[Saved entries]
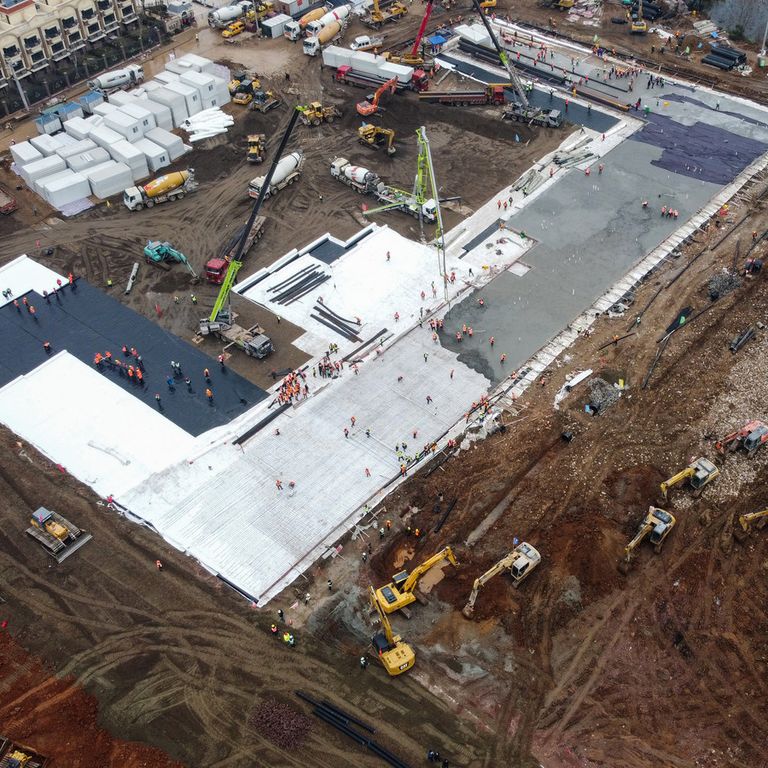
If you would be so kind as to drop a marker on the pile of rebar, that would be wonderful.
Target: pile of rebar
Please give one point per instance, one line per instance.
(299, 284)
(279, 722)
---
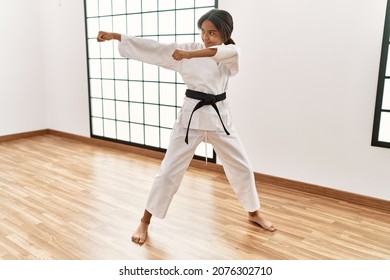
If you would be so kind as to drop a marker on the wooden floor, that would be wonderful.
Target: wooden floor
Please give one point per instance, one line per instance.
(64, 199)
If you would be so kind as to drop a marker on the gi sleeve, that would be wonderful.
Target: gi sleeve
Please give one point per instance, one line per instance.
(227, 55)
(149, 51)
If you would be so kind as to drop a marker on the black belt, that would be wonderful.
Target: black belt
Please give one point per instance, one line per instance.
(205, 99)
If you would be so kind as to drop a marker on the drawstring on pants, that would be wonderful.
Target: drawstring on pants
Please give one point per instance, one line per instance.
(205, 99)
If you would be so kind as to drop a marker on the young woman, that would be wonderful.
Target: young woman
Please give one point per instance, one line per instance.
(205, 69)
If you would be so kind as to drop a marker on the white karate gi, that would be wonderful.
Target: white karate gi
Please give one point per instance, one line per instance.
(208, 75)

Problem:
The expected result is a copy of each line in the records where "that" appears.

Answer to this exercise:
If you would be so kind as to drop a marker on the pile of rebar, that would be wonderful.
If you would be so kind as to drop a marker on the wooden floor, that would be wonderful.
If you would be so kind as to drop a marker on the gi sleeve, that would be wonderful.
If you would be so kind as to drop a marker on the black belt, that would be wonderful.
If you would be so kind as to drop a marker on the drawstring on pants, that would be wonderful.
If you would be so kind as to drop a marker on the young woman, that would be wonderful.
If you would be so kind as to drop a marker on the white karate gi, that would be wonderful.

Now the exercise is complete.